#### WHAT NEEDS TO BE DONE
Copy the listing below, changing every "Would you mind identifying" to "Could you locate" and leaving all other text as it is.

#### SUPPLIED ENTRIES
● ● ● ● ● ● ●

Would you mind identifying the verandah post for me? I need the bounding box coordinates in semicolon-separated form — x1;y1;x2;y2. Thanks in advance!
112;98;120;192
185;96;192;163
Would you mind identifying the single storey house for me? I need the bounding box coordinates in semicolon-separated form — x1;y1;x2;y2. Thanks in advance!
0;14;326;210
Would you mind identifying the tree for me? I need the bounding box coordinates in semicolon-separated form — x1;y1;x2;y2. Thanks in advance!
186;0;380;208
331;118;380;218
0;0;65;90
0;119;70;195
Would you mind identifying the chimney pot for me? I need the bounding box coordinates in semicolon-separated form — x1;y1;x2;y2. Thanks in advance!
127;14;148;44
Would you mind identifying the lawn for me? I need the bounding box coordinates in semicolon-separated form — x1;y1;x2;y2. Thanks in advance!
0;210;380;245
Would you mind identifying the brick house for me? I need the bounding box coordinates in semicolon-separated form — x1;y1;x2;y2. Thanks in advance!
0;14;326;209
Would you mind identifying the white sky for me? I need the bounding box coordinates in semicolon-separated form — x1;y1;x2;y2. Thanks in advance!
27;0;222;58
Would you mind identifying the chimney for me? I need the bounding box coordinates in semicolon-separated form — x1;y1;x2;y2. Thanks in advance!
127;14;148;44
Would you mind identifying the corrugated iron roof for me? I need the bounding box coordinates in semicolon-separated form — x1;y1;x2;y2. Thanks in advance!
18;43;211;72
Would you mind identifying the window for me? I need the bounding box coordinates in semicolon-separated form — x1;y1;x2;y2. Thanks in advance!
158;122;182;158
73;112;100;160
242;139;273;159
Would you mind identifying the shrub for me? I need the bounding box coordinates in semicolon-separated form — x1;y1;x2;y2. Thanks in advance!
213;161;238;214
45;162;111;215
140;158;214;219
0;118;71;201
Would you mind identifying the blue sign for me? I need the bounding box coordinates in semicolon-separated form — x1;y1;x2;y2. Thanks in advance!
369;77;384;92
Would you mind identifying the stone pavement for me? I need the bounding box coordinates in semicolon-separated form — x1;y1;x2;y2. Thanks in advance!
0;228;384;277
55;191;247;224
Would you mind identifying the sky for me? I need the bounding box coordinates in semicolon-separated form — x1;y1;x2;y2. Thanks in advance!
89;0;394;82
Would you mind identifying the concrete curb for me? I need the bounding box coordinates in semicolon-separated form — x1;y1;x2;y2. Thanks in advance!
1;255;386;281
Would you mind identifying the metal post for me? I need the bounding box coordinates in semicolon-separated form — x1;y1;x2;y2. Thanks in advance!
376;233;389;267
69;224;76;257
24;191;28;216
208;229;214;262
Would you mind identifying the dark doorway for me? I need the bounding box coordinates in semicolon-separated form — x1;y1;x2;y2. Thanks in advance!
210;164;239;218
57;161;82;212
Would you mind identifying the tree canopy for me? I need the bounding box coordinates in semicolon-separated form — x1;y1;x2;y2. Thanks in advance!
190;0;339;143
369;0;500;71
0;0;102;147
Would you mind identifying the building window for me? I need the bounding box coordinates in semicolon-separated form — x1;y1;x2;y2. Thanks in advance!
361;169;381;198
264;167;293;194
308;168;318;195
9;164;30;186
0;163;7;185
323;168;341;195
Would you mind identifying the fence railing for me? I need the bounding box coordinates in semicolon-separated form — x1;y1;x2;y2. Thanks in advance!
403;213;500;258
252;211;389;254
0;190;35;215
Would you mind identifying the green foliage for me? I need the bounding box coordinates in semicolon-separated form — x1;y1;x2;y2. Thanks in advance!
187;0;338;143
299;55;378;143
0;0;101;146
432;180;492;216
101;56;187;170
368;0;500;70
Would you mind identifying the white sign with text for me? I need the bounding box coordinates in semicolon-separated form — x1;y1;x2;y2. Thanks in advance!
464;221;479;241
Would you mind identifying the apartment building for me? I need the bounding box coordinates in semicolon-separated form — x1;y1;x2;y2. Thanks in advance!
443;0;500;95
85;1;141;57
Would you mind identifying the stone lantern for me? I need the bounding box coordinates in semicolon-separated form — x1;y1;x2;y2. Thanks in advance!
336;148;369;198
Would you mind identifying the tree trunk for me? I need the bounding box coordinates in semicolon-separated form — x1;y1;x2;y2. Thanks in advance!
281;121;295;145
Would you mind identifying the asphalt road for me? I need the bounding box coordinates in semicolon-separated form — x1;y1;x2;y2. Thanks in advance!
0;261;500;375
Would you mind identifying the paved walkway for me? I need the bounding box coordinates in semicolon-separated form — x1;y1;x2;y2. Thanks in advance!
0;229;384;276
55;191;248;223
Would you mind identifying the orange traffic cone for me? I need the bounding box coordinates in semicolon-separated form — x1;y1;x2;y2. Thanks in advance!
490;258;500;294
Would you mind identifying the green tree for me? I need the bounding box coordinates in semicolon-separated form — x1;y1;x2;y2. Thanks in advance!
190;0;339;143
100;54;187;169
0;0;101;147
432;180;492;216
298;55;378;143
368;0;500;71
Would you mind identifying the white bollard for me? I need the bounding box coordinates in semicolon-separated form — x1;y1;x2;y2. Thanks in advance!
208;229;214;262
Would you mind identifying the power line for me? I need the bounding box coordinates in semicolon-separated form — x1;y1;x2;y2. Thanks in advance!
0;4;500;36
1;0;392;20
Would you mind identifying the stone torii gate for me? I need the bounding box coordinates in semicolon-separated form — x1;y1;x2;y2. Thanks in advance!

● ● ● ● ● ● ●

#### TASK ANSWER
Could you locate the verandah post for me? I need the bounding box coordinates in semicolon-separated form — x1;y1;x2;y2. Thanks in advance!
112;98;120;192
185;96;192;163
Could you locate the single storey house for me? I need the bounding box coordinates in semicolon-separated form — x1;y1;x2;y2. Thanks in advance!
0;14;326;210
Could you locate the tree for me? I need the bounding box coordinates in semicolon-separated form — x1;y1;x2;y2. Thanks in advance!
186;0;380;208
331;118;380;218
0;0;65;90
0;119;70;195
Could you locate the chimney pot for me? I need the bounding box coordinates in semicolon-separated form — x1;y1;x2;y2. Thanks in advance!
127;14;148;44
Could you locate the lawn for me? I need the bounding box coordinates in semicolon-separated form — x1;y1;x2;y2. Thanks in advance!
0;210;380;245
Could you locate the brick house for me? I need the bounding box coordinates in semicolon-separated form — x1;y1;x2;y2. Thanks in advance!
0;14;326;209
Could you locate the white sky for me? I need the bounding box coordinates in semicolon-separated form — x1;y1;x2;y2. Thanks in advance!
27;0;222;58
Could you locate the chimney for me? I need the bounding box coordinates in semicolon-separated form — x1;y1;x2;y2. Thanks in advance!
127;14;148;44
Could you locate the corrugated iron roof for me? I need the bounding box coordinates in semicolon-separated form — x1;y1;x2;y2. Thanks in advance!
18;43;211;72
Could you locate the window for me? I need the bounding box coordinates in semicolon-separated form — x1;y1;x2;y2. Thanks in advance!
158;122;182;158
73;112;100;160
242;139;273;159
Could you locate the shrub for me? I need the bounding box coordinates in semicolon-separated form — x1;y1;x2;y2. Thanks in advance!
213;161;238;214
45;162;111;215
140;158;214;219
0;118;71;201
Could you locate the blue sign for me? I need the bounding box coordinates in semicolon-separated form — x1;y1;x2;y2. Thanks in advance!
369;77;384;92
Could you locate the stone pavement for me? I need the bounding box coordinates in semicolon-separated form — x1;y1;x2;y2. Thanks in advance!
0;228;384;277
55;191;247;224
Could you locate the sky for me? I need the bounding box coordinates in semicolon-separated form — x1;y1;x2;y2. Thanks in advance!
89;0;394;82
Could you locate the concrete curb for me? I need the bounding box coordinates in semicolon-separated form — x1;y1;x2;y2. Thanks in advance!
1;255;386;281
Could you locate the metal post for me? I need the bounding box coordinates in semicolon-separated form — x1;y1;x2;y2. Thanks in advance!
376;233;389;267
69;224;76;257
24;191;28;216
208;229;214;262
Could you locate the dark doorway for me? I need the bounding box coordinates in semicolon-separated form — x1;y1;x2;y2. Thanks in advance!
210;164;239;218
57;161;82;212
Could you locate the tree canopy for me? I need the bounding box coordinates in semicolon-separated form — x1;y1;x2;y2. Thanks in advance!
190;0;339;143
369;0;500;71
0;0;102;147
Could you locate the building window for me? I need the bounding box coordinates in semicolon-separated form — x1;y1;x2;y2. Thanks in advance!
361;169;381;198
264;167;293;194
308;168;318;195
9;164;30;186
0;163;7;185
323;168;341;195
Could you locate the fence railing for me? I need the bounding box coordinates in semicolon-separated form — x1;y1;x2;y2. Thanks in advance!
403;213;500;258
252;211;389;254
0;190;35;215
Could you locate the green foliage for me? I need the bounding box coordinates in semicolon-separated form — x1;y1;x2;y2. Thanks in advance!
187;0;338;143
299;55;378;143
0;0;101;146
432;180;492;216
101;56;187;170
368;0;500;70
Could you locate the white sign with text for me? I need the bounding box coordinates in semicolon-separated form — x1;y1;x2;y2. Thanks in advance!
464;221;479;241
Could you locate the apartment building for me? I need the bounding box coordinates in semicolon-separated form — x1;y1;x2;y2. Thanks in advance!
443;0;500;95
85;1;141;57
Could you locate the stone lantern for me? I need the bounding box coordinates in semicolon-separated form — x1;y1;x2;y2. Thanks in advance!
336;148;369;198
Could you locate the tree trunk for me? I need the bounding box coordinates in semicolon-separated form — x1;y1;x2;y2. Thanks in advance!
281;121;295;145
Could you locate the asphalt road for me? I need the bounding box coordinates in semicolon-separated form — x1;y1;x2;y2. Thanks in advance!
0;261;500;375
Could you locate the paved walkway for me? I need the bounding box coordinates in semicolon-separated form — x1;y1;x2;y2. Thanks in advance!
0;229;384;276
55;191;248;223
Could you locate the orange traffic cone for me? I need the bounding box coordinates in semicolon-separated form — x1;y1;x2;y2. Thanks in advance!
490;258;500;294
Could you locate the green tree for me? I need the bounding box coordinates in semicolon-separated form — x1;y1;x2;y2. Thanks in advance!
190;0;339;143
100;54;187;169
0;0;101;147
432;180;492;216
298;55;378;143
368;0;500;71
Could you locate the white bollard for me? I need the bounding box coordinates in semicolon-separated form — x1;y1;x2;y2. Thanks in advance!
208;229;214;262
Could you locate the power line for me? I need the bounding box coordinates in semicolon-separated form — x1;y1;x2;y2. Thanks in advance!
0;4;500;36
1;0;392;20
Could you locate the stone torii gate for me? I need the bounding box coordinates in semicolon-separated form — x1;y1;x2;y2. Thanks in advance!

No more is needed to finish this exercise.